Extracted data entries
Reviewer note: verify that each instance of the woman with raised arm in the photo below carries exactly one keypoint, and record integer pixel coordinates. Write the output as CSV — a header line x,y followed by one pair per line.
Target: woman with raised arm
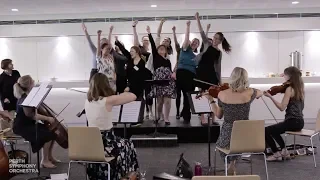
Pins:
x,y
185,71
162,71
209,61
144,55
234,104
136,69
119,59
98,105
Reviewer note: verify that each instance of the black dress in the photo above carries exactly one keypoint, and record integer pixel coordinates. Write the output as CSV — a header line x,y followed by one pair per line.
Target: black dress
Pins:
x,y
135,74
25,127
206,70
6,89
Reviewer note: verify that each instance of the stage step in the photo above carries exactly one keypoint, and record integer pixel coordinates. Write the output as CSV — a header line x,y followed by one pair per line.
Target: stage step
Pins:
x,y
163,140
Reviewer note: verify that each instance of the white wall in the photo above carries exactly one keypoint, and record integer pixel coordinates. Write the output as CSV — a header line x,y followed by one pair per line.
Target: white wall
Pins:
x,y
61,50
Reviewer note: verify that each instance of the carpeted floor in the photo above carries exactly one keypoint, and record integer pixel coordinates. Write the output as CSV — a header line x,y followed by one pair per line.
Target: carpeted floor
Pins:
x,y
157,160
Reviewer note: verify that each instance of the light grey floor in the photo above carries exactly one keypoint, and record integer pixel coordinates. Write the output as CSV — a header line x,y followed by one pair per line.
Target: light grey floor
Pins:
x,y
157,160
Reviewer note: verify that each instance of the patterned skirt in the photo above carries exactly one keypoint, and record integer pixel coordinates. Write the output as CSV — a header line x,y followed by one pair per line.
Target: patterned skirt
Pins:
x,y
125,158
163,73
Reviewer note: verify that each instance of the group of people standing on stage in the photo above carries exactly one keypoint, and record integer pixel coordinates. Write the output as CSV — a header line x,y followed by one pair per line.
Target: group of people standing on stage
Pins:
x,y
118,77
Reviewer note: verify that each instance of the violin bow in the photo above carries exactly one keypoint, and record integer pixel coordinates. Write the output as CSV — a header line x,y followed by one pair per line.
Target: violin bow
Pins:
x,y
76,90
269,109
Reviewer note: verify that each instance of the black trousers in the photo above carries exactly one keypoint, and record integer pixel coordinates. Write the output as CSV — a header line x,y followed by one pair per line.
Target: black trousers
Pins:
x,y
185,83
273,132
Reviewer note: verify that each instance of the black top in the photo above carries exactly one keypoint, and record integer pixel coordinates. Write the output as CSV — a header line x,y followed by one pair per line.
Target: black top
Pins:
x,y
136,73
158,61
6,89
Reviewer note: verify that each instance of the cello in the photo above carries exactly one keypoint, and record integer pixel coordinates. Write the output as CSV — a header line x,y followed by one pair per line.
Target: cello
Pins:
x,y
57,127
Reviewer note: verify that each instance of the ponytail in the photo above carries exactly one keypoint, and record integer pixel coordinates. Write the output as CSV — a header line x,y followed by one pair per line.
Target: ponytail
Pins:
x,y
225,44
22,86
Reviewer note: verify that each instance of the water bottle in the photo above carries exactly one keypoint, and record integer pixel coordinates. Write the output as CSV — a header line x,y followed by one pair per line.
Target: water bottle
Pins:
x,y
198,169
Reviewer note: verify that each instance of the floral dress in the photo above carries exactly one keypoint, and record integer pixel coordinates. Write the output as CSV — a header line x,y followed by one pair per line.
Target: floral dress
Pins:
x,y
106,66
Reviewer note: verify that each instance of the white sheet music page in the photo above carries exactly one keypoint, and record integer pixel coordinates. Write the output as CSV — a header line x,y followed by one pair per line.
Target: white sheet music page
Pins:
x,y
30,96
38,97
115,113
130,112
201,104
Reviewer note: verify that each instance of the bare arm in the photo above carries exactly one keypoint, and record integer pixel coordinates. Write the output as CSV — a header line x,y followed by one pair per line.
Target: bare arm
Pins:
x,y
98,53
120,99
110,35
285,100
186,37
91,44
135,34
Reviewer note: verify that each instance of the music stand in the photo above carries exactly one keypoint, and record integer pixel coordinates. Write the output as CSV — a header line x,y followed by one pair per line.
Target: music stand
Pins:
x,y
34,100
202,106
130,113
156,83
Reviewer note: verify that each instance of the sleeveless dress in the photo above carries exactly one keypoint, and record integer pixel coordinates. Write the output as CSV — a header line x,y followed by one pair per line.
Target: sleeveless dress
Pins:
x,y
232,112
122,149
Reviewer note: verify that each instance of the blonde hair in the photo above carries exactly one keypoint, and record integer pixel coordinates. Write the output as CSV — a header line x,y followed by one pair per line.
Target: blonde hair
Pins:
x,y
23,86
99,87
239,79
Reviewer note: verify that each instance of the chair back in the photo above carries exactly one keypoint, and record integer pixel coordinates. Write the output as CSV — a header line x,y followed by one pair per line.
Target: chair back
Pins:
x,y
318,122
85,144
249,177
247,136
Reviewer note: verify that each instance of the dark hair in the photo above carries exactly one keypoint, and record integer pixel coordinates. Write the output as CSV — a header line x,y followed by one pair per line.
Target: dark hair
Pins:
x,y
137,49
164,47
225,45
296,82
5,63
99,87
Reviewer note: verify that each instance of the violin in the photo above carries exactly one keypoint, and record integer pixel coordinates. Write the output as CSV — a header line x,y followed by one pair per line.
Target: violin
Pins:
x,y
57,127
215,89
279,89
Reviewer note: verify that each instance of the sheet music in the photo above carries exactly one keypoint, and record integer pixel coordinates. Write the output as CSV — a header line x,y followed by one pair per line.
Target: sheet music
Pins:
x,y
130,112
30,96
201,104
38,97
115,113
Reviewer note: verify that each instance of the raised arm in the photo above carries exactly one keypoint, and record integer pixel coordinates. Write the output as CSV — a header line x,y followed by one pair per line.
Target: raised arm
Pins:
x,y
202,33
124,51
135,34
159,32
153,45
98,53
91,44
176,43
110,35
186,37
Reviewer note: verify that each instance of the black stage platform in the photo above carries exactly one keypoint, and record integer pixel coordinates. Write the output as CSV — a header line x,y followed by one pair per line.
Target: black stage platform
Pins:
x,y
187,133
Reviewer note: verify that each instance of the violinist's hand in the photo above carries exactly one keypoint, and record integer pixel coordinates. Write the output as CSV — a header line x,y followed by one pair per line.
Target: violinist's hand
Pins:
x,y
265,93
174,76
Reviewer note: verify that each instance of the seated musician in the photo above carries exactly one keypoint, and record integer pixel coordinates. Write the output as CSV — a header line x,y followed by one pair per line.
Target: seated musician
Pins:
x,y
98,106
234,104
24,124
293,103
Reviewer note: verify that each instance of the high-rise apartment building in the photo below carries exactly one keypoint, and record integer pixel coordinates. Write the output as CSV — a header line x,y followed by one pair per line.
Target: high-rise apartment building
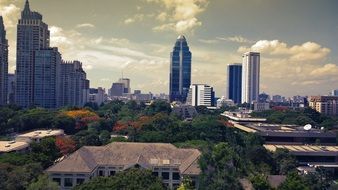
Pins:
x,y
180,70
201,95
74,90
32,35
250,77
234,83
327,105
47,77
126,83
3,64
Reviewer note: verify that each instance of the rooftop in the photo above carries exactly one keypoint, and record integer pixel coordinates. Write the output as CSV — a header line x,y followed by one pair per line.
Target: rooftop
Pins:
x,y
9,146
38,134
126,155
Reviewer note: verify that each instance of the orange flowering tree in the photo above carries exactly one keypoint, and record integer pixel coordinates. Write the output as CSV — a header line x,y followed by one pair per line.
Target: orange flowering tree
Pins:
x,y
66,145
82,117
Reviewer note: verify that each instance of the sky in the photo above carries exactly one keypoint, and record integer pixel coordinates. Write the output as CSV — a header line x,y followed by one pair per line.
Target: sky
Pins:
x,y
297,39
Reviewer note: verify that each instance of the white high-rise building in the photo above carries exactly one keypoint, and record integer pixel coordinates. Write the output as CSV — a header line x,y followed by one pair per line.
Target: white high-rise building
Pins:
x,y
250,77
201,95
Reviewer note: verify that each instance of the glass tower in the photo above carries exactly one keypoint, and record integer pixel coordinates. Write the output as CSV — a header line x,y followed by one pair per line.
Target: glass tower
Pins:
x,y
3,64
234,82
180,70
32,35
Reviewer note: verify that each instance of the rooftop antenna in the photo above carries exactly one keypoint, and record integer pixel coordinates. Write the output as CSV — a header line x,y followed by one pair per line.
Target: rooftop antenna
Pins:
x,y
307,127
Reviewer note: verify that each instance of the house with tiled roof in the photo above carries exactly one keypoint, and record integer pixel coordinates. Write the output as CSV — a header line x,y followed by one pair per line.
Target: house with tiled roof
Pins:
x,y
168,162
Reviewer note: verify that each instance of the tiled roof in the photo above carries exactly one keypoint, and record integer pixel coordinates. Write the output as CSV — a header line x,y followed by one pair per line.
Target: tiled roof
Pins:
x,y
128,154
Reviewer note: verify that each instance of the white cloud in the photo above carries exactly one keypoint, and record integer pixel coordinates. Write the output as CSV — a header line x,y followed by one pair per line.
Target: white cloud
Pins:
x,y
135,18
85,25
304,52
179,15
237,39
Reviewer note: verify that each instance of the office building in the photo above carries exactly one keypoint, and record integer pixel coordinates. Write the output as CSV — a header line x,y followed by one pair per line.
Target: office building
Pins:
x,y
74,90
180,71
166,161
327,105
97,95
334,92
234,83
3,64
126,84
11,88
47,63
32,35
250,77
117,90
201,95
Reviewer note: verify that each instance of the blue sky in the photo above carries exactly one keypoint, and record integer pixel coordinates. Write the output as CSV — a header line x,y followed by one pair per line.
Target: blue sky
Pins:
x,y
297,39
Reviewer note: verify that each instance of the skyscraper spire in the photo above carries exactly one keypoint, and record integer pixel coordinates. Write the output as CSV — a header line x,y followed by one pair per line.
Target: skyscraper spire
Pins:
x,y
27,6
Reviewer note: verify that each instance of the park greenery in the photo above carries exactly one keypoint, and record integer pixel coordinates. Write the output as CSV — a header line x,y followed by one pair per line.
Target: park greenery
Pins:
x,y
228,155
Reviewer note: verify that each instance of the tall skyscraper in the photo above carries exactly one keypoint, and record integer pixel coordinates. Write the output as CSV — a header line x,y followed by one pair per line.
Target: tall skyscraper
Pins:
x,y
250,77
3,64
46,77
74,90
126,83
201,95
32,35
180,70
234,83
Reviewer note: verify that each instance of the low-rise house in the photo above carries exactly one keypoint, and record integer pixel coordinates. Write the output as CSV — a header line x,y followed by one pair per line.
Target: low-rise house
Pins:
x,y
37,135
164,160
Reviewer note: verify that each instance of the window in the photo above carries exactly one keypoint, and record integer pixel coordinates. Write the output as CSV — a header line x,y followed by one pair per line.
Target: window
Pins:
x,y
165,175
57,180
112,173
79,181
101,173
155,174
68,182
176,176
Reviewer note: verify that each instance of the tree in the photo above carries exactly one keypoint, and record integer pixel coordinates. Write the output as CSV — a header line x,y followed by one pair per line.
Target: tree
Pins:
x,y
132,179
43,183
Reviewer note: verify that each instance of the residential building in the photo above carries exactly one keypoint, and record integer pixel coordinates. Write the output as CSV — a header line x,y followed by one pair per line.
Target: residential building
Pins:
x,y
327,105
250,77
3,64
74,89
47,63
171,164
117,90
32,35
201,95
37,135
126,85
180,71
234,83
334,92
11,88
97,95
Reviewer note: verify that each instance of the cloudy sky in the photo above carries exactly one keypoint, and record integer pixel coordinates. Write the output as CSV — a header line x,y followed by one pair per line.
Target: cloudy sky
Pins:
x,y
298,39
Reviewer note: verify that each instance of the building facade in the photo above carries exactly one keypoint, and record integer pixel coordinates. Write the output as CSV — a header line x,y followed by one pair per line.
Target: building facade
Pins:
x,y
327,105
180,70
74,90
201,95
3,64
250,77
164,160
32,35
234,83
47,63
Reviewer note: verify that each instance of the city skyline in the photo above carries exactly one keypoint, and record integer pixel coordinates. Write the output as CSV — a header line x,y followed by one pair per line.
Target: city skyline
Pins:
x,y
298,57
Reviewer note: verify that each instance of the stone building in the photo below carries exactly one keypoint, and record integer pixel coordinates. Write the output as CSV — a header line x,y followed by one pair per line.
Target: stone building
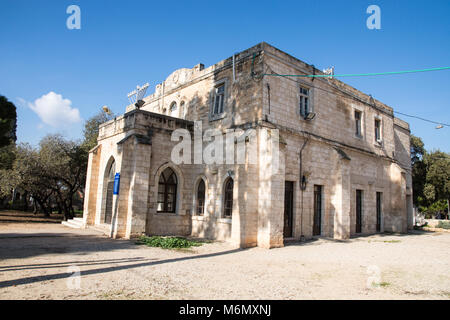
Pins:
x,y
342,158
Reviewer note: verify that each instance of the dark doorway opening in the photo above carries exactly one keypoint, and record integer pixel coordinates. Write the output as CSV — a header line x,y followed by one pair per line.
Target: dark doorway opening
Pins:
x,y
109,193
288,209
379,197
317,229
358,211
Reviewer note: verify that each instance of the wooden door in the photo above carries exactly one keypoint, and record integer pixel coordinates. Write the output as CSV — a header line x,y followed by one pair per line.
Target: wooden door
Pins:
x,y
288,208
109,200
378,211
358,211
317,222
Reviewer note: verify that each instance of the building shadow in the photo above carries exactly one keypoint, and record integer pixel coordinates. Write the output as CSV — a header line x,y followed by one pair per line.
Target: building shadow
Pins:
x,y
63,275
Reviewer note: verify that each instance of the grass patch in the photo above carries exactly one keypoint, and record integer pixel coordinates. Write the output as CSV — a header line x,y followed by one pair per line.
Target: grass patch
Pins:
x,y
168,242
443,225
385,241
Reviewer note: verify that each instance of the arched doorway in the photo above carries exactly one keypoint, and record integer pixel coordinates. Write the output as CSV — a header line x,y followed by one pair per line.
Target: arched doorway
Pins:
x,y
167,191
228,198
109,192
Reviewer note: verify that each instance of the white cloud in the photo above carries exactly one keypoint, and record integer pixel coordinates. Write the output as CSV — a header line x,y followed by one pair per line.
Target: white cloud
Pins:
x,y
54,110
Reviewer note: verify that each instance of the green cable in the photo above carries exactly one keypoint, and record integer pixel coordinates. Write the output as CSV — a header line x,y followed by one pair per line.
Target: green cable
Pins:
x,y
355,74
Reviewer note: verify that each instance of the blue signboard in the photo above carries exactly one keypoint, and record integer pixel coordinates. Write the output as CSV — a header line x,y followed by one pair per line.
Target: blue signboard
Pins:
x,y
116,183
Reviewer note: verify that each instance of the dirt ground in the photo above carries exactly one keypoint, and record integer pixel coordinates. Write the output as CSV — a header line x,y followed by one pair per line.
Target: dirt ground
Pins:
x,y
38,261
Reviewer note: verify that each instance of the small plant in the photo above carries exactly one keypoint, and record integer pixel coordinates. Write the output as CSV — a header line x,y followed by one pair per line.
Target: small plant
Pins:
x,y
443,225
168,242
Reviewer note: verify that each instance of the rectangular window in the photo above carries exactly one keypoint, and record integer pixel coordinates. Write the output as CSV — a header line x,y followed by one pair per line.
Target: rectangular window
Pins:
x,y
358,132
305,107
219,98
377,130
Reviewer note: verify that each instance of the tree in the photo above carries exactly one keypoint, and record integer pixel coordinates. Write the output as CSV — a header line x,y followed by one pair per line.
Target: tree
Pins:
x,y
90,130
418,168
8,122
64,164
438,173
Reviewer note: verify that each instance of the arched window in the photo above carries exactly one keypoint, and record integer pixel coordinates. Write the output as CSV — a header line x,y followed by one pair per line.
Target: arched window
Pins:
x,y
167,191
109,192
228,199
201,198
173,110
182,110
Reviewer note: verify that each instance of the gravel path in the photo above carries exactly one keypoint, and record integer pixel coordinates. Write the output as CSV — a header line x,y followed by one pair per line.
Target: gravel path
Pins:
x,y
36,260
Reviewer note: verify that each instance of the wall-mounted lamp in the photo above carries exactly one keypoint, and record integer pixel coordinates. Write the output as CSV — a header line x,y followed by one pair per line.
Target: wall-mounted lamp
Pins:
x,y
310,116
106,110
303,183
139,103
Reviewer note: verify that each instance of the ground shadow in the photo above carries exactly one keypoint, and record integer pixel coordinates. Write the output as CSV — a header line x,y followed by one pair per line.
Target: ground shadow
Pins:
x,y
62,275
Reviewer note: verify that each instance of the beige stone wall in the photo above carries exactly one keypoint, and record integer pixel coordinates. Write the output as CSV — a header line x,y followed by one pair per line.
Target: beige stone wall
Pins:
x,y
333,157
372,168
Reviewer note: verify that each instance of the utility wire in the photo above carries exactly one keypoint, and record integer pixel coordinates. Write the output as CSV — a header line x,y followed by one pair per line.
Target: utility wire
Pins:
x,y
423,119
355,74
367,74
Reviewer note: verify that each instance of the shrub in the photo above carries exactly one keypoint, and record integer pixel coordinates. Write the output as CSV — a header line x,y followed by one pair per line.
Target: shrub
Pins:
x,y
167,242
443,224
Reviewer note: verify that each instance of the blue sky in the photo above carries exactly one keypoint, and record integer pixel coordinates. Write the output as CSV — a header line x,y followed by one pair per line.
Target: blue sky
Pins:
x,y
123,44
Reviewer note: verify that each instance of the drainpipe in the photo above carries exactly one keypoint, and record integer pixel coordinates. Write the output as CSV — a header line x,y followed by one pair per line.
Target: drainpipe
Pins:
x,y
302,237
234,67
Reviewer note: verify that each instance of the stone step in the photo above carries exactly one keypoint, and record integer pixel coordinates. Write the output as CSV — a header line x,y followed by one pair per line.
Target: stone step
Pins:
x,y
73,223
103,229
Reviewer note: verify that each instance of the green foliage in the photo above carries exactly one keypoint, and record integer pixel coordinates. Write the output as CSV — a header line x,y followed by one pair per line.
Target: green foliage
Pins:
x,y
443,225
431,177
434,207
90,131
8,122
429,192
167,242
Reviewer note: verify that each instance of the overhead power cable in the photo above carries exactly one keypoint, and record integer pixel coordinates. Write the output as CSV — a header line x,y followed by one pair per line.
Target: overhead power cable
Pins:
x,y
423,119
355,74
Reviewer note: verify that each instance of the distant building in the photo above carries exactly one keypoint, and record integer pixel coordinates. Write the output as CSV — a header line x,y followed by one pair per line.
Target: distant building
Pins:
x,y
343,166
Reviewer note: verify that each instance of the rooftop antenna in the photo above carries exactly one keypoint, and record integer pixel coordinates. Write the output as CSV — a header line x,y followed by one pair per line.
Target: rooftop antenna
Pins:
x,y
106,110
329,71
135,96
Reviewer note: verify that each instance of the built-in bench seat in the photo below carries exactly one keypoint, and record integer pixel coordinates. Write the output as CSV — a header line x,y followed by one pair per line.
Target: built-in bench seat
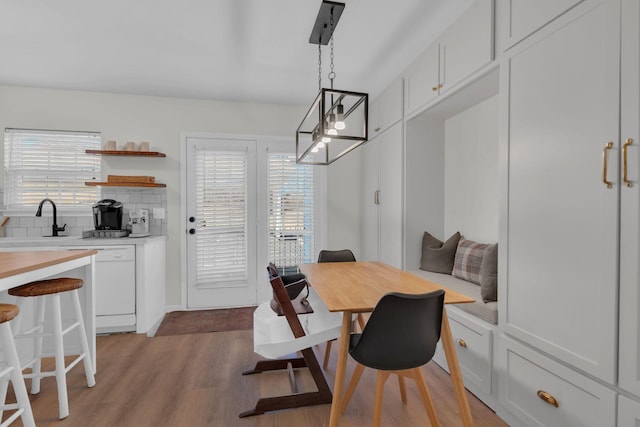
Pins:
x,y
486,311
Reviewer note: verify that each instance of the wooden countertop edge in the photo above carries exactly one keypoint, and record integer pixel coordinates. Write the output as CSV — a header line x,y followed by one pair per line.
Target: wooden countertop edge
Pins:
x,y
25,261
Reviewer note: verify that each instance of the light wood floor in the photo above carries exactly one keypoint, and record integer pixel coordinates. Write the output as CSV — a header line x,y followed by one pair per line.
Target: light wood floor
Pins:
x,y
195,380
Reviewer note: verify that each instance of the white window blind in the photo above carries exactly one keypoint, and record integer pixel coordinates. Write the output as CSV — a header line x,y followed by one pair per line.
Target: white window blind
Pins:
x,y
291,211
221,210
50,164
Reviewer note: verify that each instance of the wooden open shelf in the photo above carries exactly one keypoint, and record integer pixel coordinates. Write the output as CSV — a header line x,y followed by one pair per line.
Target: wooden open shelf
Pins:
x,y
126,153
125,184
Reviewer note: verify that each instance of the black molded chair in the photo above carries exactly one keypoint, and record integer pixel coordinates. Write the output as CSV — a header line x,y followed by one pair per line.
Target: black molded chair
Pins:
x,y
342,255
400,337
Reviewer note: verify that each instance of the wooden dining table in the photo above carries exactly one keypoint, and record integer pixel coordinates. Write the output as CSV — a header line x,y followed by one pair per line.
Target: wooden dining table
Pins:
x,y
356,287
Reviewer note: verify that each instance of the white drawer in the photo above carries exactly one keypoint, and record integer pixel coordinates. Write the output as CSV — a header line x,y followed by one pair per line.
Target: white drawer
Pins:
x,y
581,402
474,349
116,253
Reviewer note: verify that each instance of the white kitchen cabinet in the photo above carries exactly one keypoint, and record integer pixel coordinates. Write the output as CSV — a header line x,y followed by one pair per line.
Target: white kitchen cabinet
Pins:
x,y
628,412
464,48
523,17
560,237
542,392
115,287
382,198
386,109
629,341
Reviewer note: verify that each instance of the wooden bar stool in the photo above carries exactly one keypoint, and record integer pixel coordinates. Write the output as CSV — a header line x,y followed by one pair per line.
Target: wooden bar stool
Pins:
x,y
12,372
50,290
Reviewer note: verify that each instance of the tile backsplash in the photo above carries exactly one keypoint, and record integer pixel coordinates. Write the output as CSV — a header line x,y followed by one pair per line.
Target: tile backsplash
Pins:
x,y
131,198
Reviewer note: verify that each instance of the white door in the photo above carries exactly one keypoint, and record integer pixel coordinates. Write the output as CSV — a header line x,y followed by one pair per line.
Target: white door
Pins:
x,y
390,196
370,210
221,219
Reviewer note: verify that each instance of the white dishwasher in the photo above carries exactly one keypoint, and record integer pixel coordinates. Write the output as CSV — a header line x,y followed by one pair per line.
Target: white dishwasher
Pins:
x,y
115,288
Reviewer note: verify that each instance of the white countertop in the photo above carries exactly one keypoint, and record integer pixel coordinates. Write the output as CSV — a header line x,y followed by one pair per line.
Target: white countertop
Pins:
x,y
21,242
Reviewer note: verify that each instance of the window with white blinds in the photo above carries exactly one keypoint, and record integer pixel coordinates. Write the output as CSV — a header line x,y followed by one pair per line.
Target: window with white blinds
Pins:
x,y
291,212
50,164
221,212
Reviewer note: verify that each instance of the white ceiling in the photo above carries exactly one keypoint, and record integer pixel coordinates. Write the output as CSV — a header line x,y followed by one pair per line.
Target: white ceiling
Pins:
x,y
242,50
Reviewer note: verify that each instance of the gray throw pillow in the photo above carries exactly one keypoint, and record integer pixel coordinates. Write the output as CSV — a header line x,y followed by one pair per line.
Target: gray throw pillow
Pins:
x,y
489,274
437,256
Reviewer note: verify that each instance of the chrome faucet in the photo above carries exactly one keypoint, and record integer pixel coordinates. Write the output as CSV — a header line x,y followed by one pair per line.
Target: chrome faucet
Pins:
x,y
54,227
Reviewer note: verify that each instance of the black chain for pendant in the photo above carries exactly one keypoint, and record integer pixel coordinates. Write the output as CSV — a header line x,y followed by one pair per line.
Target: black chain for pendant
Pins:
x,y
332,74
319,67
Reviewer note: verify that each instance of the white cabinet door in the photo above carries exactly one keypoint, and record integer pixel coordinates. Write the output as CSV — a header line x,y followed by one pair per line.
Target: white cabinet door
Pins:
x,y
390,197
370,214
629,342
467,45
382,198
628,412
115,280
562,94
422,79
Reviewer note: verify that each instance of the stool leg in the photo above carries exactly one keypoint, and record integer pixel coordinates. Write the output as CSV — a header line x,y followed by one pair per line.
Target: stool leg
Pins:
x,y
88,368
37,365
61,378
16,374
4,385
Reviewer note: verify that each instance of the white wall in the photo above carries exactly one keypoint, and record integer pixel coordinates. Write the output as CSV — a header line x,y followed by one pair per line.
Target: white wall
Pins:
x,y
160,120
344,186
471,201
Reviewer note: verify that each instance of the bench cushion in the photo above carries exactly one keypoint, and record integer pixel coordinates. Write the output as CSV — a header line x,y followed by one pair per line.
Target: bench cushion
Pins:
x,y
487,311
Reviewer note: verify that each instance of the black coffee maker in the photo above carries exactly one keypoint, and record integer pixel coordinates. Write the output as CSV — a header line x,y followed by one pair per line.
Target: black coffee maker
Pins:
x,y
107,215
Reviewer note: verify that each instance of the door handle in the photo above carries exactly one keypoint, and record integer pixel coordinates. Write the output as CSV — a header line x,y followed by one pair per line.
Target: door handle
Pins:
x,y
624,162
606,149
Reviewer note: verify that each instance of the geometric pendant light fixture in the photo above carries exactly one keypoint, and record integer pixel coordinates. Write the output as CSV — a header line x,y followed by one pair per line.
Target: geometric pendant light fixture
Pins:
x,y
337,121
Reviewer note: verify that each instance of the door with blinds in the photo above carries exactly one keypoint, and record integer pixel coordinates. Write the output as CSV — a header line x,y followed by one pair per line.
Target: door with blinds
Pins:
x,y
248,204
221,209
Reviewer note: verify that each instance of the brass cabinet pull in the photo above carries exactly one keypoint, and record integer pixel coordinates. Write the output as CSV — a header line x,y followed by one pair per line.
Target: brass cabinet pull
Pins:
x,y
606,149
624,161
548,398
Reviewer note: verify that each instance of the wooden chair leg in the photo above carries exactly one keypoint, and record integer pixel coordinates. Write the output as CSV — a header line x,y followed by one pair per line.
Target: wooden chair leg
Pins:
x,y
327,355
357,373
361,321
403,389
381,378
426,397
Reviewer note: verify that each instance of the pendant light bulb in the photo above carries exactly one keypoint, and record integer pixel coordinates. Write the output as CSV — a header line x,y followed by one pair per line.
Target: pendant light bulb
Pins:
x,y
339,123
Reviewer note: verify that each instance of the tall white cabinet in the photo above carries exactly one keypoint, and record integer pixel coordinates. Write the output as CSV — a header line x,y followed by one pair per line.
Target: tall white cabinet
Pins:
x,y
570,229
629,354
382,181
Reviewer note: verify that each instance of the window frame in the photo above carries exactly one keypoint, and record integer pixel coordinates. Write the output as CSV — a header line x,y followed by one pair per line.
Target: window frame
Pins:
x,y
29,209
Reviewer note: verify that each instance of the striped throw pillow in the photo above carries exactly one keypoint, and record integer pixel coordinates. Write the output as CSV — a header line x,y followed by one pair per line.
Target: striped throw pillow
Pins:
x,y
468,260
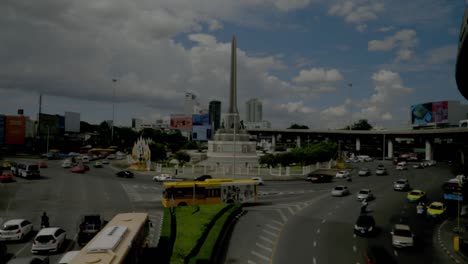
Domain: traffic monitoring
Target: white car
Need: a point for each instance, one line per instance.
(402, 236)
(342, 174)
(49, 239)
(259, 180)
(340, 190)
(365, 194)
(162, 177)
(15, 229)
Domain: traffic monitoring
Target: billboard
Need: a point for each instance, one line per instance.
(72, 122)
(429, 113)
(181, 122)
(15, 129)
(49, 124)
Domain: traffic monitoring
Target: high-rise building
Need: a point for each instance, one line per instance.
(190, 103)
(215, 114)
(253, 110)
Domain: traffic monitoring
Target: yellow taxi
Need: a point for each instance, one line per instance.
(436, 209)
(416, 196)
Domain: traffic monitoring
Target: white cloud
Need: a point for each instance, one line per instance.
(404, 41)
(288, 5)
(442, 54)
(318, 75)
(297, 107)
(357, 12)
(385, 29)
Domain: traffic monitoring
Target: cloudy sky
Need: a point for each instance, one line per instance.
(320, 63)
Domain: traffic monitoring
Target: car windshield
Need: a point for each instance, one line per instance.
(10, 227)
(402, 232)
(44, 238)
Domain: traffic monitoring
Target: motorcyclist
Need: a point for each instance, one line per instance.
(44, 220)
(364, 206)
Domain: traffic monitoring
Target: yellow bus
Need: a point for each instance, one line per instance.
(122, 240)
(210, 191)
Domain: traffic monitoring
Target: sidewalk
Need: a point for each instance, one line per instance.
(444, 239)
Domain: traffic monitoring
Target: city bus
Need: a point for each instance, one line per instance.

> _EXERCISE OBJECTIVE_
From the records above, transcribe only the stretch from the line with "Reviewer note: verify that each instance of the window frame" through the line with "Target: yellow taxi", keeping both ends. Omit pictures.

> _RESPONSE AREA_
Reviewer note: verify that each instance of the window frame in the photo above carries exactly one keypoint, and record integer pixel coordinates. Write the output as CSV — a header line x,y followed by one pair per line.
Target: window frame
Pins:
x,y
29,209
Reviewer note: verify that each instance of the striped throw pillow in the photo above carries exactly one keypoint, and record integer pixel coordinates. Write the output as CSV — a header line x,y followed by one pair per line.
Target: striped throw pillow
Pins:
x,y
468,260
Domain: traffic monitoring
Target: white car
Need: a point for each instance, one line per instance.
(402, 236)
(342, 174)
(49, 239)
(259, 180)
(340, 190)
(365, 194)
(162, 177)
(15, 229)
Domain: traffic monitoring
Target: billboard
Need: a point for each instance, one line per instance.
(72, 122)
(429, 113)
(181, 122)
(15, 129)
(49, 124)
Domain: traffic monitoring
Target: high-rise building
Need: a point for each instance, one line per instance.
(190, 103)
(215, 114)
(253, 110)
Domain: traffic monitoring
Target: yellow taxi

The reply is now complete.